▸ Required work: Scan the records that follow, and whenever a line has the word "below", copy it.

▸ Source records:
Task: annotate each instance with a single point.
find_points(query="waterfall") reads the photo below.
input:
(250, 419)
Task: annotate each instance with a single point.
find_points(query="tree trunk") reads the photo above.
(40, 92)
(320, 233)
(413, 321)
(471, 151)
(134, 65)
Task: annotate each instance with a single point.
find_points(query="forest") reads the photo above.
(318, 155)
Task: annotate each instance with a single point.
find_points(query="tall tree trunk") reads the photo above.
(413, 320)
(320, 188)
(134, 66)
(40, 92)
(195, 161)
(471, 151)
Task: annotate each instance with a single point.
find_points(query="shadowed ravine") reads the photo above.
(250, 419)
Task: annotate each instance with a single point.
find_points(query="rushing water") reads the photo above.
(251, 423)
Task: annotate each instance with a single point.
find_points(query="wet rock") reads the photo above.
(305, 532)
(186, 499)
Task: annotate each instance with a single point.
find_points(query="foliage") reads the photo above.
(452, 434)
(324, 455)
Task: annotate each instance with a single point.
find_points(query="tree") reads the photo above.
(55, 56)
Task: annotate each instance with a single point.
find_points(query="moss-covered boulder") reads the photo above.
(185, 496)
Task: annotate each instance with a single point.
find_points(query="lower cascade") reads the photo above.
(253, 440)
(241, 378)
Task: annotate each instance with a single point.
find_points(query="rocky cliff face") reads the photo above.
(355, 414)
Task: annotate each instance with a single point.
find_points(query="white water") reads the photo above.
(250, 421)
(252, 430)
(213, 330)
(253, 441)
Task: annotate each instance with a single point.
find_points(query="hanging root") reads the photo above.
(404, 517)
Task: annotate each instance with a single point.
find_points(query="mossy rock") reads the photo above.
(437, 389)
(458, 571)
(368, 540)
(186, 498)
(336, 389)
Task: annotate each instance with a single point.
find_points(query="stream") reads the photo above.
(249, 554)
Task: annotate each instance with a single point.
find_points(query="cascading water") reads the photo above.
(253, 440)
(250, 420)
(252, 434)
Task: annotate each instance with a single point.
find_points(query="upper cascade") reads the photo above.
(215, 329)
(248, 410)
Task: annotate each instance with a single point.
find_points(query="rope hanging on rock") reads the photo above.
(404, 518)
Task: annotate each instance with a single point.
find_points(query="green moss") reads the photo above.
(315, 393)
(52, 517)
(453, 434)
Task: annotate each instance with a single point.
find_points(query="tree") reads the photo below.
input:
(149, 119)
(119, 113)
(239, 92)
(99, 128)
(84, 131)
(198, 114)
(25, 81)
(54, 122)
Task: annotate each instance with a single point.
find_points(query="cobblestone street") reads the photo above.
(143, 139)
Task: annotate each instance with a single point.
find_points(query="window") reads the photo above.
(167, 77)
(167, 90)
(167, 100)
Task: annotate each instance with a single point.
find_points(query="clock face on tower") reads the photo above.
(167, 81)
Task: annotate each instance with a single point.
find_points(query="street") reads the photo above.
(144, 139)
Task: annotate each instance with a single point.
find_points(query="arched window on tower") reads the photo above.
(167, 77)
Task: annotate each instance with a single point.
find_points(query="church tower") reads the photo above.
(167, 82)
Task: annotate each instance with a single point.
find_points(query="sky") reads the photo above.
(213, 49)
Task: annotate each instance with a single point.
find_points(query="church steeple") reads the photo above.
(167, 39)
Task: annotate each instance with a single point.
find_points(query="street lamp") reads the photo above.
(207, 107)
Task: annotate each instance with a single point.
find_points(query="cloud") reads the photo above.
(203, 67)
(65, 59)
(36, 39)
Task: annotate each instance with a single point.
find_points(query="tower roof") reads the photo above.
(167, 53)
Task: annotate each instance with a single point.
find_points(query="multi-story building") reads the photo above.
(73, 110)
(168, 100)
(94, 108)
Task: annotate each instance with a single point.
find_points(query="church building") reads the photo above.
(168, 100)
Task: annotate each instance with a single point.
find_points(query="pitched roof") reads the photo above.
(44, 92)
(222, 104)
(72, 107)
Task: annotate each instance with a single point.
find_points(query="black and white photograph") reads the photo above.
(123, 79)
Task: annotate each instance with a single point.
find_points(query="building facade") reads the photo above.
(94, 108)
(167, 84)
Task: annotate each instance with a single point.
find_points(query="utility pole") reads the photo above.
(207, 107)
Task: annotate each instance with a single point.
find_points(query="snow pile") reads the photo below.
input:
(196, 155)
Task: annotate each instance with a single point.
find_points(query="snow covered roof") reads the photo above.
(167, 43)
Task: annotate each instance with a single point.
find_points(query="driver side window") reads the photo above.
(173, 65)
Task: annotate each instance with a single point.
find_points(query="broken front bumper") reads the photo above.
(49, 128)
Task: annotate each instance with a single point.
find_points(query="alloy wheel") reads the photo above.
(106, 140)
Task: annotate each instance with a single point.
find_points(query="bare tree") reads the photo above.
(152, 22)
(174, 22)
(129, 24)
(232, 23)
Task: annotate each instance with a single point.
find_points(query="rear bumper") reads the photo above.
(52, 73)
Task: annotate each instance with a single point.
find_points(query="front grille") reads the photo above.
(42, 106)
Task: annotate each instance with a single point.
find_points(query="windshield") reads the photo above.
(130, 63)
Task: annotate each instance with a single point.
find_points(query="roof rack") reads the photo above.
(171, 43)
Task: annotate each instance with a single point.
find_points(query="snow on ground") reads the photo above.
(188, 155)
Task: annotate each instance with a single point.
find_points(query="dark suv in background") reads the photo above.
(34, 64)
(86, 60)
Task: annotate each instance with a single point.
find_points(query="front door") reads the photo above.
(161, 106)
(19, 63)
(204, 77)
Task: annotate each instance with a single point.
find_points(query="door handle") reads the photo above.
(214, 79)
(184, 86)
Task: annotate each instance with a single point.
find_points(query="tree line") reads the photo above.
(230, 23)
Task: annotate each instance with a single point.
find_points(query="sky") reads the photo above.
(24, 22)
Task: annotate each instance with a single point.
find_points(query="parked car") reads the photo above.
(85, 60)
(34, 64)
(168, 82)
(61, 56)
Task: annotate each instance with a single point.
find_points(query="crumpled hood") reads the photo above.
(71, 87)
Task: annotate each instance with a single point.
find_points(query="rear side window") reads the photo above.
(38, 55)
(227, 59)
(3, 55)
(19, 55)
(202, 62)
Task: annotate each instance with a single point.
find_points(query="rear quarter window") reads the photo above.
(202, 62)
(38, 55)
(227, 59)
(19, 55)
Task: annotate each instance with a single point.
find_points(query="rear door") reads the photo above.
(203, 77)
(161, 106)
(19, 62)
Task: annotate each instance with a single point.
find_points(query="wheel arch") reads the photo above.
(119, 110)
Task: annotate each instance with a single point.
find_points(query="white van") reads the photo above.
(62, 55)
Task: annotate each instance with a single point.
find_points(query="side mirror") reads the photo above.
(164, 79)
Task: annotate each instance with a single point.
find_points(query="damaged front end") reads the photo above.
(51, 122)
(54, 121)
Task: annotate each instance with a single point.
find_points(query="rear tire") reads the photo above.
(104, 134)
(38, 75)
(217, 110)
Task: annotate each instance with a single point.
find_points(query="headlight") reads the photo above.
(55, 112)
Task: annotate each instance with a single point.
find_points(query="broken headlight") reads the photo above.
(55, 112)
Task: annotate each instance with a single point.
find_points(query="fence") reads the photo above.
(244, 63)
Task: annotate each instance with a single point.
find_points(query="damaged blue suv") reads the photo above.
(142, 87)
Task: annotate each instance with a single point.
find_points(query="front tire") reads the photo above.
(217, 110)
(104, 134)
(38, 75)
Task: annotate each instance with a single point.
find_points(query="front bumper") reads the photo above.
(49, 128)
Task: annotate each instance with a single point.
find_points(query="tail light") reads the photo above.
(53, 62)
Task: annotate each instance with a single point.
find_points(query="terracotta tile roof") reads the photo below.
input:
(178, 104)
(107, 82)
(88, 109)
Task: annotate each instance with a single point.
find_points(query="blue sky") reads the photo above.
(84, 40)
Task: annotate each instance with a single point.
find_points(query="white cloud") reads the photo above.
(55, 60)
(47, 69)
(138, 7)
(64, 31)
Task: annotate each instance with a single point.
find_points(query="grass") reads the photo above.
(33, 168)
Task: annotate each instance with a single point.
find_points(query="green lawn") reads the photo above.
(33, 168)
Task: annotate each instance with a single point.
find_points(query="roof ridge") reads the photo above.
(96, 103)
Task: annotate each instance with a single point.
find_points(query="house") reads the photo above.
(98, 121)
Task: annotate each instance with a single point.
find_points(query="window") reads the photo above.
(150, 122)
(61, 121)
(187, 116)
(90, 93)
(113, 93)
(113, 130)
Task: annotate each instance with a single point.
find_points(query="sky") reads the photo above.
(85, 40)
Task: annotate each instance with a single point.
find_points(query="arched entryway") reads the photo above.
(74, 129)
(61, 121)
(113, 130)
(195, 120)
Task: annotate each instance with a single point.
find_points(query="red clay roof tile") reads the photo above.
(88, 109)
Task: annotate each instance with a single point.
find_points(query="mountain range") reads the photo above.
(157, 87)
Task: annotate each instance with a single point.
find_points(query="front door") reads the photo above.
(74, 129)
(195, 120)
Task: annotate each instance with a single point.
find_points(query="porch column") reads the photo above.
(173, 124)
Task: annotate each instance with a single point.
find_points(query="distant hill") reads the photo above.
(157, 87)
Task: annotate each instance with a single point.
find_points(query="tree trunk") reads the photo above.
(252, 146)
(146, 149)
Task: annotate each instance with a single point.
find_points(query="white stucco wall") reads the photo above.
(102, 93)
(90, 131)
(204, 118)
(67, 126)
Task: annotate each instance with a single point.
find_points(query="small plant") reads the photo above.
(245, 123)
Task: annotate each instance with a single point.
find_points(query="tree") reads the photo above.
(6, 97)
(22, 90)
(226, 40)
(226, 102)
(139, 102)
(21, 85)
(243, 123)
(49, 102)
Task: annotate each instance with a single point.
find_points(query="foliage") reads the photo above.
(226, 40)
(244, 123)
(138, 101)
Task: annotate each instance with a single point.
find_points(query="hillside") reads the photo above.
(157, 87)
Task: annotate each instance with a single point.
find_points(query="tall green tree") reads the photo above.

▸ Solution to the problem:
find_points(query="waterfall") reads the photo below.
find_points(query="tree") reads the photo below.
find_points(query="snow pile") reads the photo below.
find_points(query="terracotta tile roof") reads the photo below.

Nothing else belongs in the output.